**Source text**
1) which grape are the wines made of;

2) which regions is the flight of wines from;

3) based on a specific wine region, what are the levels of quality for each wines in the flight;

4) of the 3 last wines in the last flight: where are they from and what grapes are they made of.

each questions requires rigorous analysis as well as sound and logical explanations of choices.

the theory exam requires the candidate to answer thoroughly and exhaustively to 5 questions out of a list of 7.  here, it is expected that enough information will be written to fill up about 2 1/2 pages for each questions and all of it must be relevant and informative.  anything about the wine world is fair game, for example, one year, one question was: "what are the advantages and disadvantages of south africa as a wine producing region?".  now, try to write about this interesting topic non-stop for 30 minutes and fill-up the necessary pages...

in fact, the success rate of the unit 3 exam hovers between 42 and 55% and so it is not everyone who passes - as i said, not a walk in the park...

so what, in my opinion, helps a candidate pass?  i am sure many have their own idea on how to answer this question.  for me, i can think of the following:

 

tasting:

- taste, taste, taste, and taste: that is the key;

- understand the structure of tasting and don't only recite bland and cliché-ed tasting notes;

- make the wset systematic approach to tasting (level 4) your most intimate and very best friend, ever;

- most importantly, understand what constitute quality: intensity, complexity, balance, and length and be prepared to explain it succinctly, but thoroughly and completely, so that all component are considered and the answer is sound and logical;

- practise tasting blind as much as possible and practise tannins, acidity, sweetness, and alcohol levels separately;

- spend an inordinate amount of time learning the "theoretical" descriptions (acidity, tannins, aromas and flavours) of each grape varieties and wine regions - there is no point ever to describe a cabernet sauvignon as light in tannins, it is never light in tannins - grapes & wines from oz clarke is a must read for this and perhaps my varieties-profile table can be useful as well;

- spend an incredible amount of time to taste and compare the wines of each regions of the world against each other and understand absolutely clearly the difference between new and old worlds and blends vs not blended wines;

- take an unhealthy interest in wine writers'descriptions and tasting notes in magazines, websites, books, monthly publications and the like;

- most importantly, practise, absolutely and as much as possible, under exam conditions.  one must absolutely not underestimate how much being exam-nervous and being surrounded by 300 other nervous candidates can affect one's concentration to taste an alcoholic beverage at 10h00 in the morning - taste blind, taste often, and taste under the clock.

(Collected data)

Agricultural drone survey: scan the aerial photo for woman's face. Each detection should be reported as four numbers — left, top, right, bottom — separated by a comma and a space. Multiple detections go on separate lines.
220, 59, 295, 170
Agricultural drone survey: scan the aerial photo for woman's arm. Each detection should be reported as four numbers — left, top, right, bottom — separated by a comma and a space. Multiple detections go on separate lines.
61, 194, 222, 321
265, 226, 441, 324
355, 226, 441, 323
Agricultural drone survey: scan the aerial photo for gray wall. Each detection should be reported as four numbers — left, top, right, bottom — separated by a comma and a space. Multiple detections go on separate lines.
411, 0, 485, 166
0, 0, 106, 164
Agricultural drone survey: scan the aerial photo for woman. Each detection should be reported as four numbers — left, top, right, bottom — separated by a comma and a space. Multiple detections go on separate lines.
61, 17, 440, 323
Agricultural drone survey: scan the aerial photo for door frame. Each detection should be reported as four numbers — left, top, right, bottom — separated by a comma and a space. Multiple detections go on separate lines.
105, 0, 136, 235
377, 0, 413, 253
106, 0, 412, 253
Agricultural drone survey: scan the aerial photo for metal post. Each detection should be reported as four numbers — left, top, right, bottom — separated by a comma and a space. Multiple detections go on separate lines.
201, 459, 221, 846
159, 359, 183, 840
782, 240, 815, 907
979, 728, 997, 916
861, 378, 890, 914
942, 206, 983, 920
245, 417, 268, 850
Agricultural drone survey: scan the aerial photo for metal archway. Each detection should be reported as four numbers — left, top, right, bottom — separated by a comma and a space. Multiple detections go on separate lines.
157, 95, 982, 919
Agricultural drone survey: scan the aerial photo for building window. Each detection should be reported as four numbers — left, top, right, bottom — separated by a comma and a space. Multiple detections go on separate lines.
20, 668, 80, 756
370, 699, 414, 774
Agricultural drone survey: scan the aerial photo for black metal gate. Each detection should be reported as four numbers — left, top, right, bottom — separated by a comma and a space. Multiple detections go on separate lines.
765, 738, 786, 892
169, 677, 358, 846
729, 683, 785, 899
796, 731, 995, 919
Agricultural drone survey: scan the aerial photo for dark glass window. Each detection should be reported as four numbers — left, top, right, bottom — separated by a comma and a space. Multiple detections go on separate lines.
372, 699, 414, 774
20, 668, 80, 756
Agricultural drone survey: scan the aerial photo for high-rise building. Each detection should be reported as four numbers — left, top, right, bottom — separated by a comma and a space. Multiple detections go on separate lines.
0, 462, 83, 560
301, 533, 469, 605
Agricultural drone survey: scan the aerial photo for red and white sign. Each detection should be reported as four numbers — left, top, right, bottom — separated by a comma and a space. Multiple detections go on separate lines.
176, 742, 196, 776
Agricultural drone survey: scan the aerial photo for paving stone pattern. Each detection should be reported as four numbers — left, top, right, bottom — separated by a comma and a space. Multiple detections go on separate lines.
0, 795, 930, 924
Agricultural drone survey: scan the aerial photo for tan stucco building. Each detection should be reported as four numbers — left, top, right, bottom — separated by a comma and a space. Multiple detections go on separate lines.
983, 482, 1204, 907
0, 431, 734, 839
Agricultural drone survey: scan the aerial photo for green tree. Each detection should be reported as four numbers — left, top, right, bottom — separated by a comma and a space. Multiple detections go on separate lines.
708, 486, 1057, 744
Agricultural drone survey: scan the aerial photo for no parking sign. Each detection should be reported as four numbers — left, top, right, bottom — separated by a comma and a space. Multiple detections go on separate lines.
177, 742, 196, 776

**Exercise goal**
Why does the wine exam advice say a candidate should practise tasting under exam conditions? Answer in one to three sentences.

**Expected answer**
Exam nerves and being surrounded by 300 other nervous candidates can affect a candidate's concentration. That matters when tasting an alcoholic beverage at 10h00 in the morning, so the advice is to taste blind, taste often, and taste under the clock.